## Data
▬▬▬▬▬▬
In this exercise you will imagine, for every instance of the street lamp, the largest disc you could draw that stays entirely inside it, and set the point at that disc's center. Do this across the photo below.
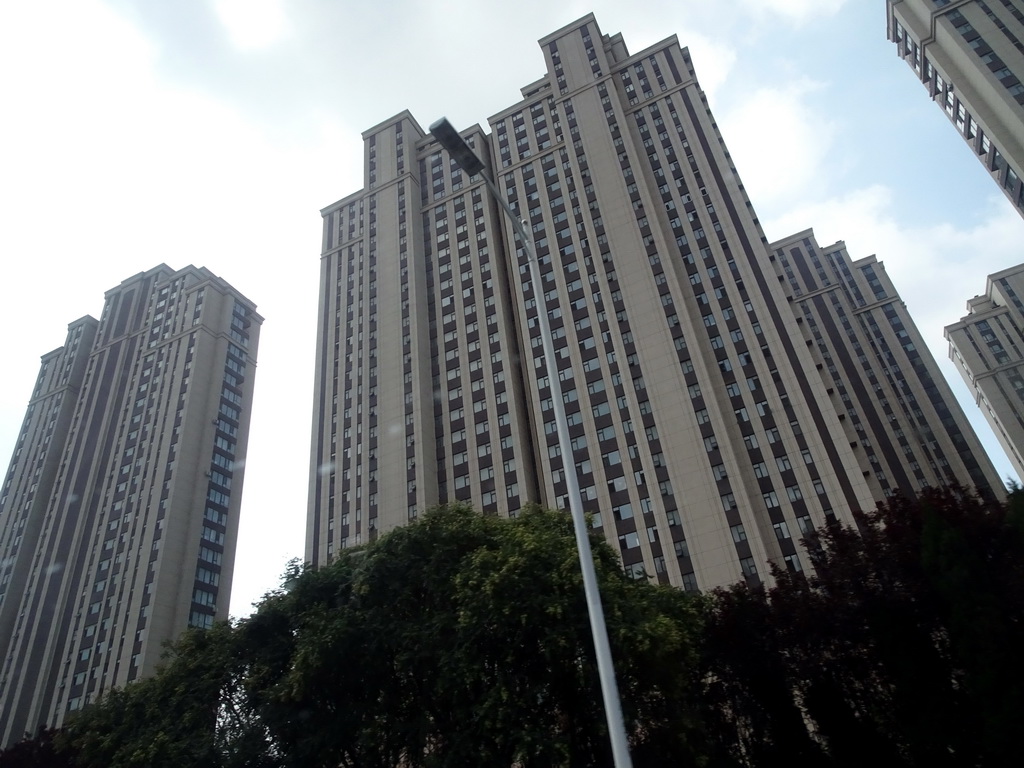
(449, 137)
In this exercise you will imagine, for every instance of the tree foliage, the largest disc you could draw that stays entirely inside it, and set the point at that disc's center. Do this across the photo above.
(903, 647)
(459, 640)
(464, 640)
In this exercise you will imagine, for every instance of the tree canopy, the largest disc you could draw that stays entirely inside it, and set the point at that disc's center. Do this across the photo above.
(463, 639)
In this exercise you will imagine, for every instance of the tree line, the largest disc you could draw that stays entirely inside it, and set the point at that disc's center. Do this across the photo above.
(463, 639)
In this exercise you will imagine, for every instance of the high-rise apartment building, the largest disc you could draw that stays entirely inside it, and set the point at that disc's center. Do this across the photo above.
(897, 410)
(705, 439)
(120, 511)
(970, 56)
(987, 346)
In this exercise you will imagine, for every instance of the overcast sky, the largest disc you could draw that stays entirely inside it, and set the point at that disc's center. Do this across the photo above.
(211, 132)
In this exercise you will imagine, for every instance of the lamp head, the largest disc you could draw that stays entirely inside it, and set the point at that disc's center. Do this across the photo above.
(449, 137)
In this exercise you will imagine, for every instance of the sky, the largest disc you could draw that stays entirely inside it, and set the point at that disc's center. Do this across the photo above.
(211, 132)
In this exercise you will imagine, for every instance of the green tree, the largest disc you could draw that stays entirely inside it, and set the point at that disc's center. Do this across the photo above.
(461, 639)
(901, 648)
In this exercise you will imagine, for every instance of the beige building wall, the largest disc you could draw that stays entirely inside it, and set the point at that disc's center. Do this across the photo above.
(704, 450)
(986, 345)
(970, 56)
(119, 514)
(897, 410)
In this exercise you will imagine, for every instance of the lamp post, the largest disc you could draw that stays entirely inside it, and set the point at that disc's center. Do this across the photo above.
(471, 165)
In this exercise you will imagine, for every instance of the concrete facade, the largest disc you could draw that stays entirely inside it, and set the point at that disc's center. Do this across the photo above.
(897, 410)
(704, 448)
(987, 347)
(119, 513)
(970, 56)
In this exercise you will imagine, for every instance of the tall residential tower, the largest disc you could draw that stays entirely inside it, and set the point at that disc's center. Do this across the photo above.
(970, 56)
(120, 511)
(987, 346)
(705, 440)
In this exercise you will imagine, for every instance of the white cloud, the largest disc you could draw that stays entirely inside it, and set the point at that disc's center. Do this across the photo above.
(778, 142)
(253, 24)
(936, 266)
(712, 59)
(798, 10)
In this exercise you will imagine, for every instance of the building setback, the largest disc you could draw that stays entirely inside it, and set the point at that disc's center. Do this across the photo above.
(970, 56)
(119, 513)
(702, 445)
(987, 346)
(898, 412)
▬▬▬▬▬▬
Repeat the part of the items that opens with the line containing "of the building" and continues through the end of the items, keeping every request line, and shift each point coordinate by adding 7 to it.

## Complete response
In this exercise you will imagine, for every instance of the building setback, the largest disc you could draw that stays entirely inside it, and set the point at that disc's center. Do this across the photo above.
(977, 63)
(126, 520)
(709, 452)
(994, 353)
(905, 419)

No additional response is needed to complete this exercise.